• [DOCUMENT EXTRACT]:
_____

I've done some initial testing and see moderate improvements. For my initial test I focused on having the server call MessageContext.Complete() without any processing. In my test I have 32 clients (spread across many VMs) sending a message body with a List as fast a possible. The typical buffserSize in IBufferManager I see being requested on the server is 1.4MB. The max frame size is set to 5MB. I am not using SSL. For this test I used your example buffer manager with a minimum size of 128B, maximum buffer 2MB and total size of 128MB. I confirmed all buffer requests were able to reuse an array from the pool.

[AmqpContract]
public class StreamData
{
    [AmqpMember]
    public string StreamID { get; set; }

    [AmqpMember]
    public byte[] Data { get; set; }
}

With the buffer manager I am seeing 25% time in GC, 240MB allocated per second and 20% CPU usage. Without the buffer manager I am seeing 35% time in GC, 447MB allocated per second and 30% CPU usage. So some decent improvements there. The total receive rate on the server is about 500 Mbps. I still need to dig in to further understand where the 25% is coming from and plan to tomorrow. At a very quick glance with perfview it appeared to be mainly from strings. My hunch is that this is from the StreamData.StreamID property.

Now that I understand the performance transporting the message to the server I am adding deserialization to the test. I don't quite understand the suggestion of messageContext.Message.GetBody() to avoid a payload copy because I have to eventually get it into the form of List on the server. Right now I use messageContext.Message.GetBody<List>(). I need to dig into the source more to get a better handle on your suggestion.

At a very initial look here is what I see for the same test when I add deserialization. With the buffer manager I am seeing 40% time in GC, 345MB allocated per second and 38% CPU usage. Without the buffer manager I am seeing 40% time in GC (not sure why this did not increase), 450MB allocated per second and 45% CPU usage. The total receive rate on the server is about 350 Mbps.

From here my plan is to dig in more and understand where the 40% GC is coming from and determine if there are any ways to get it down further. Any suggestions are more than welcome. Admittedly I know this is a large load, but I need to understand the limitations and do what I can to make the application efficient to decrease the number of instances required.

So far the buffer manager appears to have had a positive impact on the GC usage in terms of allocations and overall processor usage. I think it will be a nice feature addition. More to come on my findings.

xinchen10 · 2015-10-16T06:03:25Z

The GC time and memory allocation is due to the AmqpContract object deserialization. The serializer has to create the object and allocate a byte[] to copy the bytes from the transport buffer (which is from the buffer manager). I haven't enabled buffer manager for the serializer, but even if it does, it won't help because of the byte[] data member (memory has to be allocated and copied).

One quick solution is to do your own serialization. From your clients you send message with byte array body new Message(byte[]), and on the server you call Message.GetBody<ByteBuffer>() to get back a ByteBuffer object, which is very similar to ArraySegment<byte>. Your custom serialization of the byte[] could be "[str-count:4 bytes] [str of stream id] [ stream bytes]". You can start reading from ByteBuffer.Offset to consume the data. This will avoid the byte[] allocation.

_____

• [SET TASKS]:
1. From the listing, give as a JSON list of strings, one string per line, the lines beginning at the one that contains "Target: lit window" and ending after the one that contains "[[[57,164],[57,180],[59,187],[71,185],[71,163],[62,162]]]", leaving out blank lines.
2. Extend the forum thread about AMQP buffer manager performance past its final sentence.
The forum thread and the listing come from unrelated sources.

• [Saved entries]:
_____

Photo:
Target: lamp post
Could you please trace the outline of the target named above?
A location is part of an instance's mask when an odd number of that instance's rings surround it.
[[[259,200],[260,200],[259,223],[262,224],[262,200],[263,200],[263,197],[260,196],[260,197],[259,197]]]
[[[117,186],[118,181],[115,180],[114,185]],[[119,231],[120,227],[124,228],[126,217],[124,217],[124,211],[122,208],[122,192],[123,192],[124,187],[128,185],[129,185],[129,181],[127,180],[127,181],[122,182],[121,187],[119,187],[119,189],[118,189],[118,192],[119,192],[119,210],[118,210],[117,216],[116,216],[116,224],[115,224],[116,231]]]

_____

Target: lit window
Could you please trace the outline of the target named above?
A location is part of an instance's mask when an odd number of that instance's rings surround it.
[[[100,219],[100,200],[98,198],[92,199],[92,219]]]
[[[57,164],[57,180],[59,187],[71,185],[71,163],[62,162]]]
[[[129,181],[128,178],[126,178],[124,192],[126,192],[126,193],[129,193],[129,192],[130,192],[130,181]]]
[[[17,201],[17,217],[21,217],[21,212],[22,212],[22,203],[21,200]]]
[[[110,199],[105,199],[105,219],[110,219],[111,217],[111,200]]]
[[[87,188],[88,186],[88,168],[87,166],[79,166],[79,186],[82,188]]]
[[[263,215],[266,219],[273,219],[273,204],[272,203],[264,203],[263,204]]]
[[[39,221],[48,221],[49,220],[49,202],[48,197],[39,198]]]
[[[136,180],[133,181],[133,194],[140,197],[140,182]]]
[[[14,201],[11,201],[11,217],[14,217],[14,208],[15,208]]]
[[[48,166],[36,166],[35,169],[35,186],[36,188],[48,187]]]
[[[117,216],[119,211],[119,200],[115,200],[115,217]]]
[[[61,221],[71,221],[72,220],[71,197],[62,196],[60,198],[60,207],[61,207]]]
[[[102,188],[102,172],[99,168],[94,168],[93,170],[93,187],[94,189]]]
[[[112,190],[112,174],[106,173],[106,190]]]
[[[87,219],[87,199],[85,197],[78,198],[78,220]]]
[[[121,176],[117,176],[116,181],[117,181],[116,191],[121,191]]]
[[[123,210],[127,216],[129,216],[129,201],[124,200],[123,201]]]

_____

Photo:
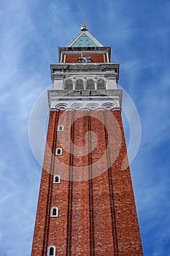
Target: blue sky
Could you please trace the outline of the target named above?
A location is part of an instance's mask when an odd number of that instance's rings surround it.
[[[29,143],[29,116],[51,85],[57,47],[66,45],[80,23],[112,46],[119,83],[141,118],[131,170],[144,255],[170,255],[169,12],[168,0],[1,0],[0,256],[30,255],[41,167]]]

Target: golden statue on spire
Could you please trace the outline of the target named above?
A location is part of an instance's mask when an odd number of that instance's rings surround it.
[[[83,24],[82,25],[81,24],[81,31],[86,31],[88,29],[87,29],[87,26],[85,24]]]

_____

• [RESPONSES TO THE TASKS]:
1.
[
  "Target: lit window",
  "Could you please trace the outline of the target named above?",
  "A location is part of an instance's mask when an odd number of that instance's rings surround it.",
  "[[[100,219],[100,200],[98,198],[92,199],[92,219]]]",
  "[[[57,164],[57,180],[59,187],[71,185],[71,163],[62,162]]]"
]

2.
xinchen10 · 2015-10-16T12:34:22Z

Another solution is to send StreamId as message property and Data as the body.

// on client
var message = new Message();
message.Properties = new Properties() { MessageId = "stream1" };
message.BodySection = new Data() { Binary = data };

// on server
string streamId = message.Properties.MessageId;
ByteBuffer streamData = message.GetBody<ByteBuffer>();

robreeves · 2015-10-16T22:47:47Z

Thanks for the ideas. Originally I did think of putting the stream ID in the header. However the client has many streams, each with a relatively low update frequency. Combining the data from all the streams is a lot of data though and that is why I am batching up data from many streams into a single list. Another option I considered is using a map where the key is the stream ID and the value is a List<byte[]> of the events for each stream. This would minimize that streamID strings to be processed and sent over the wire.

I like the idea of the custom serialization and just sending the byte array. In fact that fits relatively well with the rest of the application and would not be hard to implement. I really like the type system in AMQP for making a nice client API, but it may have to be sacrificed in the name of performance.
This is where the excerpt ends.